**INSTRUCTIONS TO FOLLOW**
Count the lines in the rows below that contain the string "frame". Reply with the number alone.
##############################
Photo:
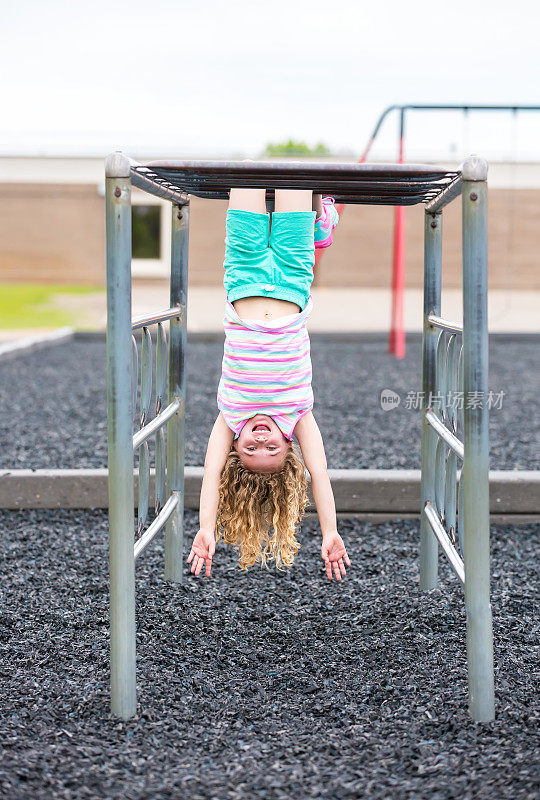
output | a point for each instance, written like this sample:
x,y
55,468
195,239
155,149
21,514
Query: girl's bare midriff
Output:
##############################
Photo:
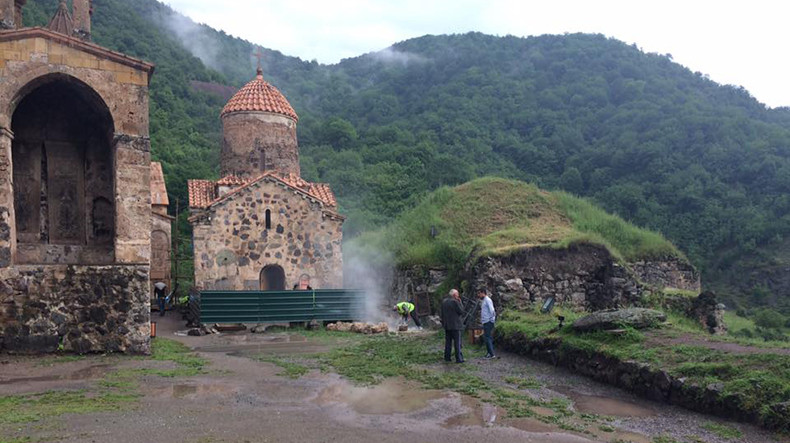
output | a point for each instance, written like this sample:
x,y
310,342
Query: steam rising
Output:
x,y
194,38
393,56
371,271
##############################
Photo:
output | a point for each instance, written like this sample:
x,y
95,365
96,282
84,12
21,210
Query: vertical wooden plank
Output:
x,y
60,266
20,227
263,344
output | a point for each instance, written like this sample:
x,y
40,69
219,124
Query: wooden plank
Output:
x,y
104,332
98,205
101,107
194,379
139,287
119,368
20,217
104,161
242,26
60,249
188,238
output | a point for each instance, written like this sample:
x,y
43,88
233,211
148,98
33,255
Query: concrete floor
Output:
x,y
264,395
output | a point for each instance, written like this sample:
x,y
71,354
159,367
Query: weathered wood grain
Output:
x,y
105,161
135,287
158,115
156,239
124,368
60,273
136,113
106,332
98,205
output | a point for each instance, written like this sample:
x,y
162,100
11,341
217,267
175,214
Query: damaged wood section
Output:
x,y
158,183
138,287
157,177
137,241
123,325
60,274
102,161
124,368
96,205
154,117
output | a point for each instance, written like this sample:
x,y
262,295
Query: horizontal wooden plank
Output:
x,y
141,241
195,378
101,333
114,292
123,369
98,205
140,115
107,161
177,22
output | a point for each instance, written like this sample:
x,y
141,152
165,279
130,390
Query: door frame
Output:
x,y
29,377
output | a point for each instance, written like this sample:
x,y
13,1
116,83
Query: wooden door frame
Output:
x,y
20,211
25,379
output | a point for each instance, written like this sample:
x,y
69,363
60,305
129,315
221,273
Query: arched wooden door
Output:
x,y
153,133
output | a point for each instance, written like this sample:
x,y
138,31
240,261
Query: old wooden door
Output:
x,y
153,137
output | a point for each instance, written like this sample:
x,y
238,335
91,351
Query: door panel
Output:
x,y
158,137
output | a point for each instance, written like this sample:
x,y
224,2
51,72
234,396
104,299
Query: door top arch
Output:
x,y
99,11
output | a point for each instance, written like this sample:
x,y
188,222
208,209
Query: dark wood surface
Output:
##############################
**THE OUTPUT**
2